Every record shown below should be duplicated exactly.

───

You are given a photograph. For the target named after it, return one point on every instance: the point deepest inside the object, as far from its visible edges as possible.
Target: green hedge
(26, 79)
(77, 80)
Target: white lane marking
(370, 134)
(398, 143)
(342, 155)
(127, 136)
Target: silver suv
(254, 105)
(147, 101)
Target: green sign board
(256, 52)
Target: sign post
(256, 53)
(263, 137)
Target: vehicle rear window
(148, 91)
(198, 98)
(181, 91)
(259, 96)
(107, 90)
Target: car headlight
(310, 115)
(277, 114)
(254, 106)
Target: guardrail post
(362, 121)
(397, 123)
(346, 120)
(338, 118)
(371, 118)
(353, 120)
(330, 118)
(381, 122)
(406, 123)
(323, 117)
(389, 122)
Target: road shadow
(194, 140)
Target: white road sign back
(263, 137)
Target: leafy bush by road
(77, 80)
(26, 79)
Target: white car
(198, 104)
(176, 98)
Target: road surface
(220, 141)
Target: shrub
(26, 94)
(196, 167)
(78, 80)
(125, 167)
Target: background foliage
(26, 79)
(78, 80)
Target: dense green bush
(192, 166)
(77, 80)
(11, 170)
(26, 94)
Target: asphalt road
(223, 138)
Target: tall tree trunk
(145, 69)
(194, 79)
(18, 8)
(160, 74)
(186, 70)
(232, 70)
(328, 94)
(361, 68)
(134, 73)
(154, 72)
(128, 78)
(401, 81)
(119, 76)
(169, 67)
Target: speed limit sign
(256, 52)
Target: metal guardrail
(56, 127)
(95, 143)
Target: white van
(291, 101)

───

▸ **Task output**
You are given a photograph. For the target named after it, return one point on every instance: the point deepest inside the object, as far from its visible edges as possible.
Target: green hedge
(26, 79)
(77, 80)
Target: white lane marking
(370, 134)
(398, 143)
(342, 155)
(127, 136)
Target: silver suv
(254, 105)
(147, 101)
Target: green sign board
(256, 52)
Target: sign post
(256, 53)
(263, 137)
Target: vehicle rear window
(148, 91)
(198, 98)
(181, 91)
(259, 96)
(107, 90)
Target: car headlight
(310, 115)
(277, 114)
(254, 106)
Target: guardrail post
(362, 121)
(397, 123)
(346, 120)
(338, 118)
(371, 118)
(353, 120)
(330, 118)
(381, 122)
(406, 123)
(323, 117)
(389, 122)
Target: road shadow
(194, 140)
Target: white road sign back
(263, 137)
Target: leafy bush by road
(77, 80)
(26, 79)
Target: white car
(198, 104)
(176, 98)
Target: road surface
(220, 141)
Target: shrub
(26, 94)
(196, 167)
(78, 80)
(125, 167)
Target: background foliage
(26, 79)
(78, 80)
Target: dense green bush
(192, 166)
(77, 80)
(11, 170)
(26, 94)
Target: asphalt road
(223, 138)
Target: tall tree trunk
(145, 69)
(194, 79)
(18, 8)
(160, 74)
(186, 70)
(232, 70)
(328, 94)
(361, 68)
(134, 73)
(154, 72)
(128, 78)
(401, 81)
(119, 76)
(169, 67)
Target: speed limit sign
(256, 52)
Target: metal guardrail
(56, 127)
(95, 143)
Target: white van
(291, 101)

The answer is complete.